Las cosas ya no se dieron en la congruencia y en la secuencia esperada de reacción de esta transición de gobierno. La economía no tiene modelo desde el inicio de esta tercera transición. Se anunció un programa de austeridad y se convirtió en recorte de partidas presupuestales de gasto, sin considerar el tamaño de la economía ni el tamaño de la cobertura.
Se instaló una inserción imaginaria de abuso del recurso gubernamental para borrar sustento y privilegios de décadas probadas en la asistencia a mujeres, menores, salud pública y comunidades aisladas. Se insistió en la sustitución de funciones con eufemismos cifrados en la renovación y en la transformación, alentando la réplica del pasado y alejando la eficiencia en desviaciones interpretativas de amparo gubernamental, invirtiendo la demanda ciudadana por la oferta impositiva en descuido de la más elemental captura de la necesidad real.
Esta captura se convirtió en afán interpretativo piramidal para diseminar su esencia desde el poder, interpretación subjetiva que impone necesidad figurativa para asentar en la dádiva la sujeción de la voluntad individual y colectiva por igual. El recurso se tornó en perverso resguardo de sumisión. El intento chocó con una realidad frontal en el reparto de una riqueza especulativa y en el enigma de su creación: el capital.
Los modelos sociales de esta modernidad son esencialmente sociales en su concepción de protección y no de doctrina. El socialismo no lo ve de ese modo; los años han demostrado que los intentos totalitarios de función del estado son retrógradas y retardatarios del progreso. El simple olvido de las fórmulas de creación del capital, el dejar atrás las cadenas de producción y la incorporación de los componentes del costo en la creación de utilidades ha invalidado toda la nomenclatura asociada con las metas de orden existencial por encima de las de cobertura de las capas de la sociedad.
La expectativa de la sociedad radica en la sociedad misma. Las metas de un gobierno popular dictan las medidas de abasto y conformación de vida económica desde un punto de vista de redención sin posibilidades argumentativas del individuo. Las metas de un sistema abierto crean oportunidades sin redención totalitaria. Esa gran diferencia ha significado el éxito de sociedades abiertas en su economía y las cerradas del socialismo, siempre condenadas al fracaso.
El presidente anunció el fin de su modelo sin proyecto con un simple vocablo que dilapidó toda una estructura de progreso cimentada en el crecimiento económico y en la participación activa en los mercados abiertos a nuestra nación, iniciando con el Tratado de Libre Comercio, vigente aún y con las economías de mercado de todos los continentes y todas las adscripciones ganadas de tiempo atrás: dispersión.
En ese instante y ante esa concepción de economía tan precaria y tan distante del mundo actual, ya no puede esperarse absolutamente nada. El término en sí debería constituir una ofensa ante la sumisión que plantea una dádiva que conceptualmente no responde a un esfuerzo o logro. La concepción de forzar una circunstancia desde el amparo del poder y con una óptica jamás probada nos aleja de las metas de la modernidad que en la individualidad ha forjado los más dignos preceptos de superación o bien nos acerca a la etapa del paternalismo de los años de despegue de la industria y la participación activa de México ante el mundo.

* CONSIGNAS:
**1)** Responde estas preguntas con base en el texto sobre la transición de gobierno:
(a) ¿En qué se convirtió el programa de austeridad que se anunció?
(b) ¿Con qué vocablo anunció el presidente el fin de su modelo?
(c) ¿Qué tratado se menciona como vigente aún?
**2)** Retoma el texto sobre la transición de gobierno y continúalo a partir de su última oración.
Los registros no tienen relación con el texto sobre la transición de gobierno.

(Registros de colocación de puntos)

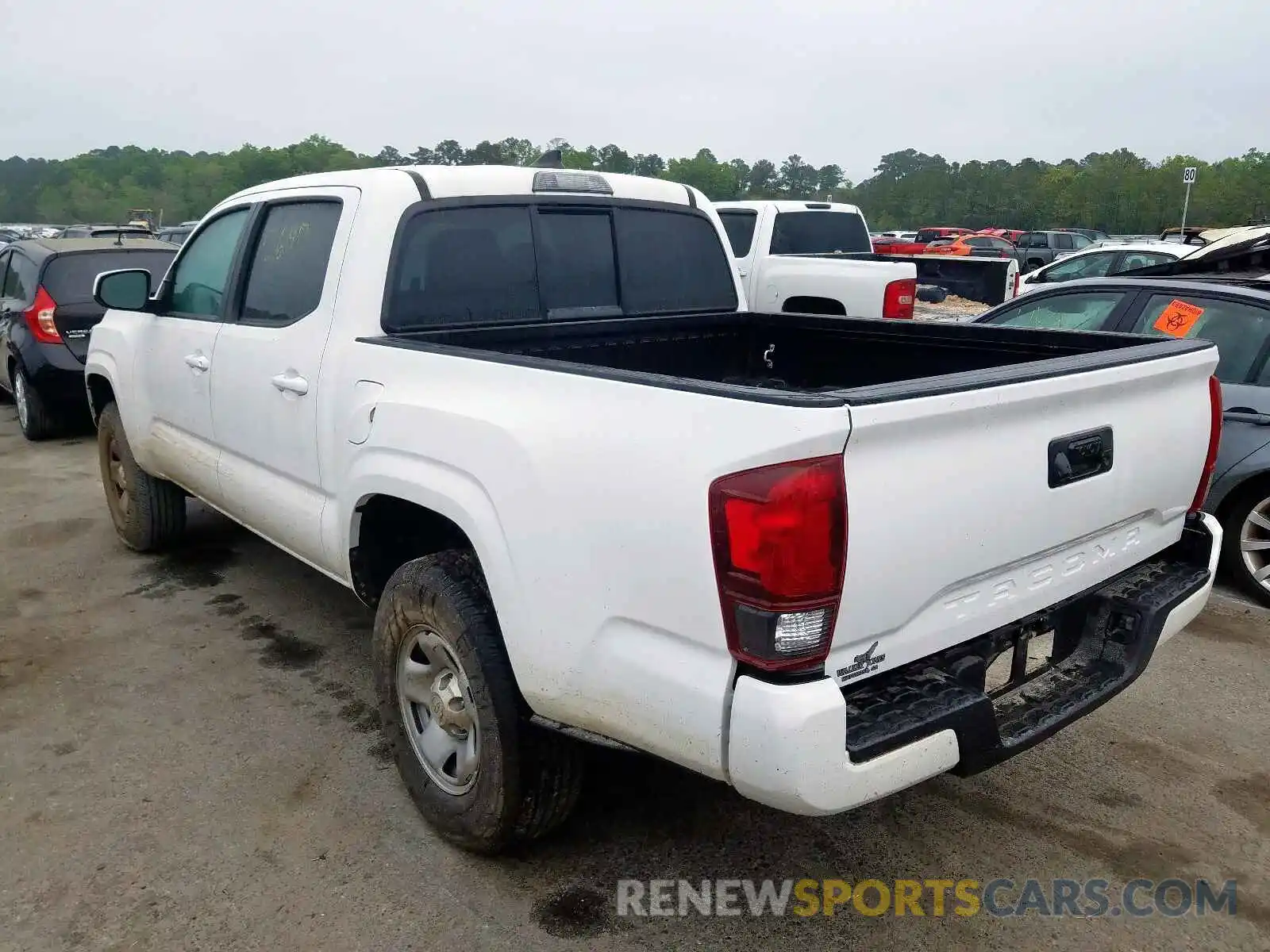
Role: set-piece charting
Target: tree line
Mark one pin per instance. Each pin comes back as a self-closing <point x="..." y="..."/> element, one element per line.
<point x="1118" y="192"/>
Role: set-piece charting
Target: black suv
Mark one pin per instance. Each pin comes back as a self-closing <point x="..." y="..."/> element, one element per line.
<point x="46" y="315"/>
<point x="129" y="232"/>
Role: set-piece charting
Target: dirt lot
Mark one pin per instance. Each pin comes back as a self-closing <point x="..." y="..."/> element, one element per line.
<point x="190" y="761"/>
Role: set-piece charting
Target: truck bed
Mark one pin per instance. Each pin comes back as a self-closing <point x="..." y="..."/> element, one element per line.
<point x="814" y="361"/>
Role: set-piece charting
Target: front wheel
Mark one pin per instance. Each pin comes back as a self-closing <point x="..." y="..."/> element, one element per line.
<point x="148" y="513"/>
<point x="1248" y="543"/>
<point x="475" y="767"/>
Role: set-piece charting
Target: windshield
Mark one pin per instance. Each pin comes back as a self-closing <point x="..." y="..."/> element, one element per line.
<point x="819" y="232"/>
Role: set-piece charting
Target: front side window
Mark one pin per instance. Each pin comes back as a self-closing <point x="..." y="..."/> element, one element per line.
<point x="69" y="278"/>
<point x="675" y="262"/>
<point x="21" y="279"/>
<point x="740" y="226"/>
<point x="1238" y="330"/>
<point x="819" y="232"/>
<point x="202" y="272"/>
<point x="289" y="262"/>
<point x="1080" y="311"/>
<point x="1092" y="266"/>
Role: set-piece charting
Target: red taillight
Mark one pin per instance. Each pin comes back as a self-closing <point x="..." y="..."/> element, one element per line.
<point x="40" y="317"/>
<point x="1214" y="438"/>
<point x="780" y="546"/>
<point x="897" y="301"/>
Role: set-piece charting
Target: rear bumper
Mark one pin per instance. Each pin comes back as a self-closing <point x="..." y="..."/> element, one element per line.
<point x="814" y="749"/>
<point x="56" y="374"/>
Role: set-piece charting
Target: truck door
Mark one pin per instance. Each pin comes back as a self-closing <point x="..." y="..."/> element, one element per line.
<point x="175" y="355"/>
<point x="268" y="366"/>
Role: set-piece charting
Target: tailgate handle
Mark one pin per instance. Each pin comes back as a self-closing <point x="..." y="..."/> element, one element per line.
<point x="1246" y="414"/>
<point x="1080" y="456"/>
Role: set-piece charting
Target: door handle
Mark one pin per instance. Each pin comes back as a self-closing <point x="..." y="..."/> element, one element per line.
<point x="1246" y="414"/>
<point x="291" y="384"/>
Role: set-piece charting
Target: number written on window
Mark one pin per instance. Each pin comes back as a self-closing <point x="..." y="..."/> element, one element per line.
<point x="289" y="262"/>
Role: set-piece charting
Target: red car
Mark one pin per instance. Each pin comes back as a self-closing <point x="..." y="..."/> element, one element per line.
<point x="918" y="247"/>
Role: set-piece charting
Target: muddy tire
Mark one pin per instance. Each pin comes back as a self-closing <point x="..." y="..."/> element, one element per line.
<point x="479" y="772"/>
<point x="1246" y="533"/>
<point x="35" y="418"/>
<point x="148" y="513"/>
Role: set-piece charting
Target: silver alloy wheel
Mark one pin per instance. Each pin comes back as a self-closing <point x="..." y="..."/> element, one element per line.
<point x="19" y="397"/>
<point x="1255" y="543"/>
<point x="437" y="711"/>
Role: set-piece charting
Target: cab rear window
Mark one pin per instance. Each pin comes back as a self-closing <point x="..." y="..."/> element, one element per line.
<point x="70" y="277"/>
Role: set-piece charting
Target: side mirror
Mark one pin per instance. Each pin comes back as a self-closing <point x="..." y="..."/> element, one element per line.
<point x="124" y="291"/>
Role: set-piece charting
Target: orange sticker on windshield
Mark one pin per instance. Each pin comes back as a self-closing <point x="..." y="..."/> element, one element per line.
<point x="1178" y="319"/>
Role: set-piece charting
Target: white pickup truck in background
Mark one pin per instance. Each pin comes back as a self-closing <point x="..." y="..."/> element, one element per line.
<point x="795" y="257"/>
<point x="522" y="413"/>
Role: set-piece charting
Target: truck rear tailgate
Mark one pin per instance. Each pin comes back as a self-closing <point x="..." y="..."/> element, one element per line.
<point x="968" y="511"/>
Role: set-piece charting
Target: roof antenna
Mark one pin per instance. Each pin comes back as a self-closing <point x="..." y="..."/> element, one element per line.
<point x="552" y="158"/>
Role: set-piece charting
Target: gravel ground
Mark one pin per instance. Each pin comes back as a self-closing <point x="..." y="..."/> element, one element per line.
<point x="190" y="759"/>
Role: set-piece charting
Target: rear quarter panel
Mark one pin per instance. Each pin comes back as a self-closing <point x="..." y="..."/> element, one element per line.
<point x="587" y="503"/>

* RESPUESTAS:
**1)**
(a) En un recorte de partidas presupuestales de gasto.
(b) Con el vocablo «dispersión».
(c) El Tratado de Libre Comercio.

**2)**
Los años del crecimiento o desarrollo estabilizador presumían pequeñez; el hombre del campo era pequeño en sus dimensiones, en su entorno, era preciso dotarlo de semilla, de crédito, de suministros, de seguros, de comercialización. El trabajador era pequeño y era preciso dotarlo de sindicatos y de protección laboral. El mexicano era pequeño y era preciso que se maravillara ante el exterior para que superara sus cortedades. El gobierno dotaba de esas armas de superación. El gobierno pensaba por todo y por todos. El gobierno era totalitario y asistencial.
México creció y descubrió que la pequeñez no existía. La pequeñez era un fenómeno de captura y la sacudió. México asomó sus bondades al mundo y descubrió en el proceso reglas de competencia, de especialización y ventajas comparativas. México se convirtió en una de las economías más pujantes del globo. México dejó de ser pequeño, tal vez jamás lo fue. La pequeñez fue designación temporal, dictada desde el poder y transitoria en su etapa de desarrollo y de progreso.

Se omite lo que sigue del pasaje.